• Quoted passage:

Afghan President Hamid Karzai’s powerful cousin, a close ally of presidential candidate Ashraf Ghani, was killed in a suicide bomb attack yesterday, officials said, deepening strains over an election marred by fraud and under a UN-monitored review.

Hashmat Karzai was hosting an event for the Eid al-Fitr holiday at his home in the southern province of Kandahar, the cradle of the Taliban insurgency, when a man posing as a guest and described as well-dressed set off explosives, the local governor’s office said. No one else was killed in the attack.

There was no immediate claim of responsibility.

The motives for the assassination were not immediately clear, but the killing deals another setback to hopes that the deadlock over the electoral contest to replace Karzai as president will be quickly resolved.

A new president was initially due to be sworn in on Saturday, but Western diplomats say it could take weeks, possibly months, before a new leader officially takes office. The delays have fuelled security concerns and uncertainty now hangs over a deal to keep US troops in the country beyond the end of the year.

Sources have expressed anxiety about continued bickering between Ghani and his rival Abdullah Abdullah despite a US-brokered agreement this month to put aside their differences for the sake of national peace.

US Secretary of State John Kerry, who visited Kabul this month, will probably have to make a follow-up visit to cajole Ghani, the winner according to provincial results, and Abdullah into forming a unity government, US officials say.

US President Barack Obama has also urged the two Afghan candidates to iron out their differences.

An influential power broker in Kandahar province, Hashmat Karzai lived in the family’s hometown and famously kept a pet lion and other exotic animals at his villa.

His early support for Ghani ahead of the first round of the election drew attention to deep tribal divisions emerging in the Pashtun south and to an ongoing feud between Hashmat Karzai and his cousin, the President.

Hashmat’s influence in the province, a stronghold of the Pashtun ethnic majority, grew after the 2011 murder of another powerful relative, the President’s half-brother Ahmed Wali.

• Photo-based referring expression data:
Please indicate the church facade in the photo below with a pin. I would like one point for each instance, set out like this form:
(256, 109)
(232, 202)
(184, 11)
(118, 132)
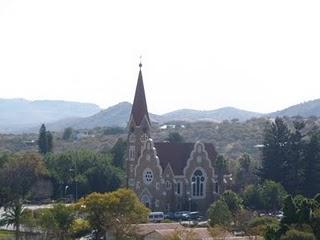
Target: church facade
(168, 176)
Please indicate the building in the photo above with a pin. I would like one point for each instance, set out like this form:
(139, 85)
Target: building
(168, 176)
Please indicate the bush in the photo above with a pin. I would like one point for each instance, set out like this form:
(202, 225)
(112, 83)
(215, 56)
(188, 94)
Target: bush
(79, 228)
(259, 225)
(218, 231)
(219, 214)
(297, 235)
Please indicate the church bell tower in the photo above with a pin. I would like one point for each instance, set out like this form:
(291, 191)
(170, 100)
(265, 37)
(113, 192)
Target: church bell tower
(139, 129)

• What the task requires: From the article on Hashmat Karzai's killing, return everything from "There was no" down to "be quickly resolved.", copied word for word.

• Your solution:
There was no immediate claim of responsibility.

The motives for the assassination were not immediately clear, but the killing deals another setback to hopes that the deadlock over the electoral contest to replace Karzai as president will be quickly resolved.